Where South Asian Cooking Meets the Peninsula's Dining Ambitions
El Camino Real, the long commercial spine threading through Menlo Park, is not a street that tends to announce itself with culinary ambition. Most of the dining along that corridor exists to serve the surrounding tech campus workforce efficiently. Eylan, at 500 El Camino Real, operates on a different register. The room signals that something more deliberate is happening before the food arrives — the kind of space where the lighting, the service pacing, and the wine program have all been assembled with a coherent idea in mind rather than assembled from a catering checklist.
That coherence comes into focus quickly. Chef-owner Srijith Gopinathan, also one of the partners behind the project alongside Ayesha Thapar, is not a newcomer to Bay Area fine dining. His kitchen background places him in a peer set of chefs who have worked at the formal end of California dining before pivoting to a cuisine that felt more personally meaningful. The result at Eylan is Indian cooking approached with the same structural seriousness that California's French-influenced dining tradition has always demanded of its practitioners.
Regional Indian Cooking, Read Carefully
Indian restaurants in the United States have spent decades flattening subcontinental diversity into a single pan-Indian menu language: tikka masala, butter chicken, a vegetarian section, naan. The more interesting shift in the last few years has been a handful of kitchens treating India's regional distinctions with the same specificity that a serious French restaurant might apply to the difference between Burgundy and Bordeaux. Eylan belongs to that second category.

**Prompt 1**:
Copy the restaurant review starting with "Regional Indian Cooking, Read" and going on through "that second category.", switching "Burgundy" to "Alsace".
**Prompt 2**:
Resume the restaurant review from where it stops, picking up after its final sentence.
The lines that come after the restaurant review aren't needed.

[Data records]
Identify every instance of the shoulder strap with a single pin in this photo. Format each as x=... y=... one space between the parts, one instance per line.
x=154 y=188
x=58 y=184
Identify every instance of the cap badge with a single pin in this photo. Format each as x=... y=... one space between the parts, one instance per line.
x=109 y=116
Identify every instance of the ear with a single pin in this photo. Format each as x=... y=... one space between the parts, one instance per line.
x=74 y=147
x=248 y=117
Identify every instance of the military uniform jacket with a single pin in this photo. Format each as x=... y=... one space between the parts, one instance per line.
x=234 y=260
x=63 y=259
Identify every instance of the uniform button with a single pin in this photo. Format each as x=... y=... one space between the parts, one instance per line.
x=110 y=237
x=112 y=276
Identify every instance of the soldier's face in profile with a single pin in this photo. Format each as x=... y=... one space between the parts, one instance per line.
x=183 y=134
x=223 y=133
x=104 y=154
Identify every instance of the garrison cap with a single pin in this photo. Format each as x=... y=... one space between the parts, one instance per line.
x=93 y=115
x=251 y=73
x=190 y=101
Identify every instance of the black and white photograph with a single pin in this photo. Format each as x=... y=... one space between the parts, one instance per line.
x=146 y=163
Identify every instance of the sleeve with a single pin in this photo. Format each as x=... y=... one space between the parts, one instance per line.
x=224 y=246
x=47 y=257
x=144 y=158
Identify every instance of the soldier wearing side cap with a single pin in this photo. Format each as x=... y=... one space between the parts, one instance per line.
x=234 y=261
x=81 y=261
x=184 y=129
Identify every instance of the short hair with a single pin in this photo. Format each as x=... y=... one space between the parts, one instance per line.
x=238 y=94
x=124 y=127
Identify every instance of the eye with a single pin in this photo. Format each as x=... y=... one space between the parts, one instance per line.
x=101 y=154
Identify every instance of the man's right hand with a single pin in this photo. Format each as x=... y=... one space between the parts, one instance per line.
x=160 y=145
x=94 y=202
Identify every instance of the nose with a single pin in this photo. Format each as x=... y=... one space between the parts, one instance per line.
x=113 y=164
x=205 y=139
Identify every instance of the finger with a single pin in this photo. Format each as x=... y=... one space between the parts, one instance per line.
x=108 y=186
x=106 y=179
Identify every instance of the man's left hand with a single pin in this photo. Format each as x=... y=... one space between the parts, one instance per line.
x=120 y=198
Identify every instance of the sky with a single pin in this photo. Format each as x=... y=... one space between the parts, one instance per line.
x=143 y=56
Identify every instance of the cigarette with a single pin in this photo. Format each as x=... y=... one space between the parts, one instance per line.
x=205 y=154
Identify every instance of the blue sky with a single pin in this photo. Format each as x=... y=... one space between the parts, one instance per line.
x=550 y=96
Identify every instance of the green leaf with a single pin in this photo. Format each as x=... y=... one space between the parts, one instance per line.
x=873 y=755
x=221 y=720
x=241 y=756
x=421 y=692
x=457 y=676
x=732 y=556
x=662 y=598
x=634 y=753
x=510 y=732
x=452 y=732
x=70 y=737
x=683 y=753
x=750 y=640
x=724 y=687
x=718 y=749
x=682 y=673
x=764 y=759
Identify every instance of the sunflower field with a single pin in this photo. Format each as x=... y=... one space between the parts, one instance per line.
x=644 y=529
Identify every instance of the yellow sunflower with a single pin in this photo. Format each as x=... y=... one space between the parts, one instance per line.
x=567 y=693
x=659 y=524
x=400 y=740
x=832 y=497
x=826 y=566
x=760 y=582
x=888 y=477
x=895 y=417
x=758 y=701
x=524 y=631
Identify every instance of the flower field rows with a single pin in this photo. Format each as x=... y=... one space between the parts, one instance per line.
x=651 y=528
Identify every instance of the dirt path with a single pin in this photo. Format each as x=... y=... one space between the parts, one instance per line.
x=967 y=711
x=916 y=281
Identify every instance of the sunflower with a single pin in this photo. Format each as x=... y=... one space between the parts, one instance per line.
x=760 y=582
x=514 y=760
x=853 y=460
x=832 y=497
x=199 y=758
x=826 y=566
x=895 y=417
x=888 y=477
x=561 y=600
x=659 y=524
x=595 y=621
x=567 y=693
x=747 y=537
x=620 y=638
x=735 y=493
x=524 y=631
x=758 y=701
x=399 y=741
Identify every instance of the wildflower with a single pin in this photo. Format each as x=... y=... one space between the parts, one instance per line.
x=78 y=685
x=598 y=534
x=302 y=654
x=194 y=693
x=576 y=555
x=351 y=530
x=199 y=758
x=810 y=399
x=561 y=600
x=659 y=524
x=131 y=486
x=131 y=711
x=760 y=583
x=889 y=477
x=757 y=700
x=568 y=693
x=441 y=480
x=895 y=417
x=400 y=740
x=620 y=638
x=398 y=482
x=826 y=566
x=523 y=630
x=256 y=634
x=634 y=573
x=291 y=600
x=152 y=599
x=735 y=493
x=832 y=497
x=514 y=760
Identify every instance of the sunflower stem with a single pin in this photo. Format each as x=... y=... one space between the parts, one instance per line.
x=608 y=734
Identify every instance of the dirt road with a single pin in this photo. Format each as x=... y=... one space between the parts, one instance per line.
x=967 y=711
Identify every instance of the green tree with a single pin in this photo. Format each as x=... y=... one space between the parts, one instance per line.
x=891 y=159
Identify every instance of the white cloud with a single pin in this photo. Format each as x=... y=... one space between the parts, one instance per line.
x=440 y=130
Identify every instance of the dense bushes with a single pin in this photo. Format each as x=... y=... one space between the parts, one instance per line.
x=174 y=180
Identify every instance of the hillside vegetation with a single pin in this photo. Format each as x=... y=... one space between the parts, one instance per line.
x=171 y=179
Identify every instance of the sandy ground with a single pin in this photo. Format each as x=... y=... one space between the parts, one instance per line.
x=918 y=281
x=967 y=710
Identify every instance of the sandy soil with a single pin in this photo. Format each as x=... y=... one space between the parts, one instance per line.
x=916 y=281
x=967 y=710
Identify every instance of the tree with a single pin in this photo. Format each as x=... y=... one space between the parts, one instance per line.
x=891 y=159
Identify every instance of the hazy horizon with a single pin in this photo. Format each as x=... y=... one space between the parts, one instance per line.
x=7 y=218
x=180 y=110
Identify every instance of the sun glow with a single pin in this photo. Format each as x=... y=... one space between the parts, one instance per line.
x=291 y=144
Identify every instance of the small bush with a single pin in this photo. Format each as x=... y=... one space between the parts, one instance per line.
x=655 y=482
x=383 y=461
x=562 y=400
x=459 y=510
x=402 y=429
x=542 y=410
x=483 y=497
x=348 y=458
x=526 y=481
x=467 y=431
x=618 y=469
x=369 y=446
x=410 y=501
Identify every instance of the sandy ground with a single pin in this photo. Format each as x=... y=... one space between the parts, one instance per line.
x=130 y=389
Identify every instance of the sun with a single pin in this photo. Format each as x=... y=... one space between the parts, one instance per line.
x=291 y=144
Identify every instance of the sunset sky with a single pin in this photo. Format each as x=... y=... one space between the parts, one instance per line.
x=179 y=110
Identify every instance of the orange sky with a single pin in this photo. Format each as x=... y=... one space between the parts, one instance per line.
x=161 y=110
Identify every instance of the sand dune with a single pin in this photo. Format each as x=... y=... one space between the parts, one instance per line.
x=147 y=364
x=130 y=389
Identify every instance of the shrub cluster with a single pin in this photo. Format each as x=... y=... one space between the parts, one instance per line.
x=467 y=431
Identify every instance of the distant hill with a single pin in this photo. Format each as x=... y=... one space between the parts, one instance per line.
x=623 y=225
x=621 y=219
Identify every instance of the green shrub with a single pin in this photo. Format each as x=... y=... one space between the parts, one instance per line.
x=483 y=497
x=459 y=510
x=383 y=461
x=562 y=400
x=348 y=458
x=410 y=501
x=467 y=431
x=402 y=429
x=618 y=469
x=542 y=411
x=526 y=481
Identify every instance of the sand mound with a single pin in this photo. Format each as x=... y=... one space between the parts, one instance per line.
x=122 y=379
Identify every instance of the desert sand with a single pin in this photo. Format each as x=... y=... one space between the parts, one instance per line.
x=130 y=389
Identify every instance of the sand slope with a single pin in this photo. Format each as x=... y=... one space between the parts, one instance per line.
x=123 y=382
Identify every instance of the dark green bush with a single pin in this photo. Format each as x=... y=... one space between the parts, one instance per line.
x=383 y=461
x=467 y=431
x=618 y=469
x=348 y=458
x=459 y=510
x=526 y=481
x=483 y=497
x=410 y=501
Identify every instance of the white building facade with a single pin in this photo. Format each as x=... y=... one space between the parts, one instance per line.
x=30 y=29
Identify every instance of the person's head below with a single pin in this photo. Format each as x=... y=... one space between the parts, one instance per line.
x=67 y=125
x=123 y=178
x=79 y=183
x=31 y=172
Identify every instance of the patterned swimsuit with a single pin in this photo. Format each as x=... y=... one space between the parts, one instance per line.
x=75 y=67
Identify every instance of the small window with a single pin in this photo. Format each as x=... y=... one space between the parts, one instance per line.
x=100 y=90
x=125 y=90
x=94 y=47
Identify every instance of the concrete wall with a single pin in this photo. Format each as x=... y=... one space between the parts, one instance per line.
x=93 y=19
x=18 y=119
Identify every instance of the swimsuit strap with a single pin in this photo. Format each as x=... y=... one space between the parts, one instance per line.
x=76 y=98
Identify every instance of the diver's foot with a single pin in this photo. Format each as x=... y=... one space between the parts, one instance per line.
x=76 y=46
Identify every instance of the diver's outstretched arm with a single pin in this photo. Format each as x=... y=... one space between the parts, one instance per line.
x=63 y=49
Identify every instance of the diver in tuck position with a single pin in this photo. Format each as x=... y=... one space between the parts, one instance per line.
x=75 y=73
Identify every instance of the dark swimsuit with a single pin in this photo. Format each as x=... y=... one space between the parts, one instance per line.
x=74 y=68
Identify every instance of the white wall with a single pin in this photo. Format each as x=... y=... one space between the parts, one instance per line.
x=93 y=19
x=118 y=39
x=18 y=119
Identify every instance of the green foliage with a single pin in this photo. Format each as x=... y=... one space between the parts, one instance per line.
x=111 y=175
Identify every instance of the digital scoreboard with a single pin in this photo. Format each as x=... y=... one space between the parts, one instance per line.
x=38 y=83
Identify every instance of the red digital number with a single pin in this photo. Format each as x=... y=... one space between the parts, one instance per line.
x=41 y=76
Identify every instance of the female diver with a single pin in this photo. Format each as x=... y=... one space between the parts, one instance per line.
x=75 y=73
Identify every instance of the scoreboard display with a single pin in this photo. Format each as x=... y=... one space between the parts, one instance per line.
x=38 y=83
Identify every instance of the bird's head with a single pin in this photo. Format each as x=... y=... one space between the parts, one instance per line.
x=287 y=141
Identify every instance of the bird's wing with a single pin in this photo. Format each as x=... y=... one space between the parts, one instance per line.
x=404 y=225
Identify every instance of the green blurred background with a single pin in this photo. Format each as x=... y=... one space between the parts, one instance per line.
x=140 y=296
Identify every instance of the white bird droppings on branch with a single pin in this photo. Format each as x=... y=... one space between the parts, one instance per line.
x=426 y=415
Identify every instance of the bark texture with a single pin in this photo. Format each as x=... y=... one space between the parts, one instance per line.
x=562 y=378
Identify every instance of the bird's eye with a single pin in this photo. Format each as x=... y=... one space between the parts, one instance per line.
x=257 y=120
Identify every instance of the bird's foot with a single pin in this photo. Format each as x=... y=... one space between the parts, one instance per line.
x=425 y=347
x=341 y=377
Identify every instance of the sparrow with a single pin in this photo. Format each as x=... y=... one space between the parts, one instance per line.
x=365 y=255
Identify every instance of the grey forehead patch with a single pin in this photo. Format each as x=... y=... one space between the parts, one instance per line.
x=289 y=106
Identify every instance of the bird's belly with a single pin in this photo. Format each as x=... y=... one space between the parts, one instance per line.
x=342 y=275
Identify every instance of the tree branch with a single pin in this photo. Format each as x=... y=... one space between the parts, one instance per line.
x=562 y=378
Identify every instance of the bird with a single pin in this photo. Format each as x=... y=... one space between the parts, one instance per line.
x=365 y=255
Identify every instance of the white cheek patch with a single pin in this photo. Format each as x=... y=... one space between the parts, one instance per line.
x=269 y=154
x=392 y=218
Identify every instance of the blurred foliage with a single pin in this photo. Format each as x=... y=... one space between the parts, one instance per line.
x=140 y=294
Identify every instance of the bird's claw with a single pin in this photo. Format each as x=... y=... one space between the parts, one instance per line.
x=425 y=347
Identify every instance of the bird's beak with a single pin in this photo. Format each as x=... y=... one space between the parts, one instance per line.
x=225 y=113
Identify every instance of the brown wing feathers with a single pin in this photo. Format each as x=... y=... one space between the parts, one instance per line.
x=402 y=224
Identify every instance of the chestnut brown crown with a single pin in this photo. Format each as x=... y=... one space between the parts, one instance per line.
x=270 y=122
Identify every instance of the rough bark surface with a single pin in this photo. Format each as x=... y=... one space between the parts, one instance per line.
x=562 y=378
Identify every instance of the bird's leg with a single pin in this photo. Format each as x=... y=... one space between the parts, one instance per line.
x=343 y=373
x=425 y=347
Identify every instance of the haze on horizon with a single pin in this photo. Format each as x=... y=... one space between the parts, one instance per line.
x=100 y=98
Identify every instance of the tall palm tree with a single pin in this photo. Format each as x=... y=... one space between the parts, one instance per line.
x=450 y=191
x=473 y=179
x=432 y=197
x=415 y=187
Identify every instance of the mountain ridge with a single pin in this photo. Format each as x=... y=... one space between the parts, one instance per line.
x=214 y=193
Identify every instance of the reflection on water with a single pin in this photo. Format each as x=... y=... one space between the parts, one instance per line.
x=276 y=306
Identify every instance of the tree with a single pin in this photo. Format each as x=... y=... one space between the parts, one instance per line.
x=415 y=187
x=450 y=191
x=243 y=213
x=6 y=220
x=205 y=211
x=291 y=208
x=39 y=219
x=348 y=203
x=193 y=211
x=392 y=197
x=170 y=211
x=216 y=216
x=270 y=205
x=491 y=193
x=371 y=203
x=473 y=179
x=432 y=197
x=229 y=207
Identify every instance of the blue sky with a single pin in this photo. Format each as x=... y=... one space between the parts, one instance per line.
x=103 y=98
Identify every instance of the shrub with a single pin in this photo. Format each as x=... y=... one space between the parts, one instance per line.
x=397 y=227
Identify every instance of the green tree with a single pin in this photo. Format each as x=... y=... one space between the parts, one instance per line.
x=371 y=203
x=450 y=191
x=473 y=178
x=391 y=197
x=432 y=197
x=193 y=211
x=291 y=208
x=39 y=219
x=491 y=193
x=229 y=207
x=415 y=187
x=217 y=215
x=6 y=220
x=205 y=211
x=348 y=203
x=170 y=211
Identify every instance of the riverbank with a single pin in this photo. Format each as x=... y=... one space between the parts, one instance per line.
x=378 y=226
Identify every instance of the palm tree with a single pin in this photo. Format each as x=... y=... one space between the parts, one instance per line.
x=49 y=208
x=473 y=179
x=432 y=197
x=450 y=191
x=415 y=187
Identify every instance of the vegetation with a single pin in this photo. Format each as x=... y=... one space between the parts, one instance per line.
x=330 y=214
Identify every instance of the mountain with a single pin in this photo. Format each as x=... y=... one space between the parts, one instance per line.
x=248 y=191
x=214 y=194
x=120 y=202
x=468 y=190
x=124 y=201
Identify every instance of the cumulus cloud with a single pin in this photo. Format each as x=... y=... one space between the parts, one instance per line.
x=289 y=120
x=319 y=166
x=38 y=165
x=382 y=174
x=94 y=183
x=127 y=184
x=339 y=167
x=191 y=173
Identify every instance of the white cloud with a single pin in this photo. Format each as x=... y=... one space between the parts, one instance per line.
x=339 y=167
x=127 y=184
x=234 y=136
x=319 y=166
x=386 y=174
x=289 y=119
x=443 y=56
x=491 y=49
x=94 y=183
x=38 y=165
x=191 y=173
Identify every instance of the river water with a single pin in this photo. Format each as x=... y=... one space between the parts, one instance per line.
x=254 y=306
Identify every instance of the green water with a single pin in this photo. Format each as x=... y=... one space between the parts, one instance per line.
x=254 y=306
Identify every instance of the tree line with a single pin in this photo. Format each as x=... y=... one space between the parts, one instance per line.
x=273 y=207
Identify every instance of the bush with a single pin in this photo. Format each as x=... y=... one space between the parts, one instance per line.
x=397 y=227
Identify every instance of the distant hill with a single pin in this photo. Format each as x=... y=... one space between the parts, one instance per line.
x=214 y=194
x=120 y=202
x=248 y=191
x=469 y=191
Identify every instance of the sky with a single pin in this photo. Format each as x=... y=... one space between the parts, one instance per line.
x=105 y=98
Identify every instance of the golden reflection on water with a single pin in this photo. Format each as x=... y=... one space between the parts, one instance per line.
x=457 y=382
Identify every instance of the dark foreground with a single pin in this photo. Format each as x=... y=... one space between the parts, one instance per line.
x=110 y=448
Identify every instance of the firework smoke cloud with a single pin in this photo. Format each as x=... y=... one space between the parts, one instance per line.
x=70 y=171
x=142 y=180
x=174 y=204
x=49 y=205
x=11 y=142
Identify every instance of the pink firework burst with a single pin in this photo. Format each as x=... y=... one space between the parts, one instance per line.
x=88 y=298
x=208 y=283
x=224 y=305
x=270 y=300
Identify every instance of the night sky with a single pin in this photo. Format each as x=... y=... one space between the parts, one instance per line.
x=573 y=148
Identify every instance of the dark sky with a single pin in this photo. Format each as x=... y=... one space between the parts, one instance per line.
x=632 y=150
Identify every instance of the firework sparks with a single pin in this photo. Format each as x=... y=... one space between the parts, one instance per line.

**Task output 1**:
Regional Indian Cooking, Read Carefully
Indian restaurants in the United States have spent decades flattening subcontinental diversity into a single pan-Indian menu language: tikka masala, butter chicken, a vegetarian section, naan. The more interesting shift in the last few years has been a handful of kitchens treating India's regional distinctions with the same specificity that a serious French restaurant might apply to the difference between Alsace and Bordeaux. Eylan belongs to that second category.

**Task output 2**:
The cuisine classification the restaurant carries — Asian, Indian , understates the precision of the approach. India's regional food traditions diverge as sharply as any European national cuisine: Keralan cooking is built on coconut milk, tamarind, and black pepper, with seafood central; Punjabi cuisine runs toward wheat, dairy, and the tandoor; Bengali food leans sweet, mustard-forward, and fish-dependent; Goan cooking carries Portuguese inflections into its vinegars and pork preparations. A kitchen that treats these traditions as interchangeable is making a different argument about Indian food than one that holds the distinctions visible on the plate. What Gopinathan brings from his culinary history is a framework for keeping those distinctions legible while operating in a California context where the produce and sourcing norms will inevitably shape the outcome.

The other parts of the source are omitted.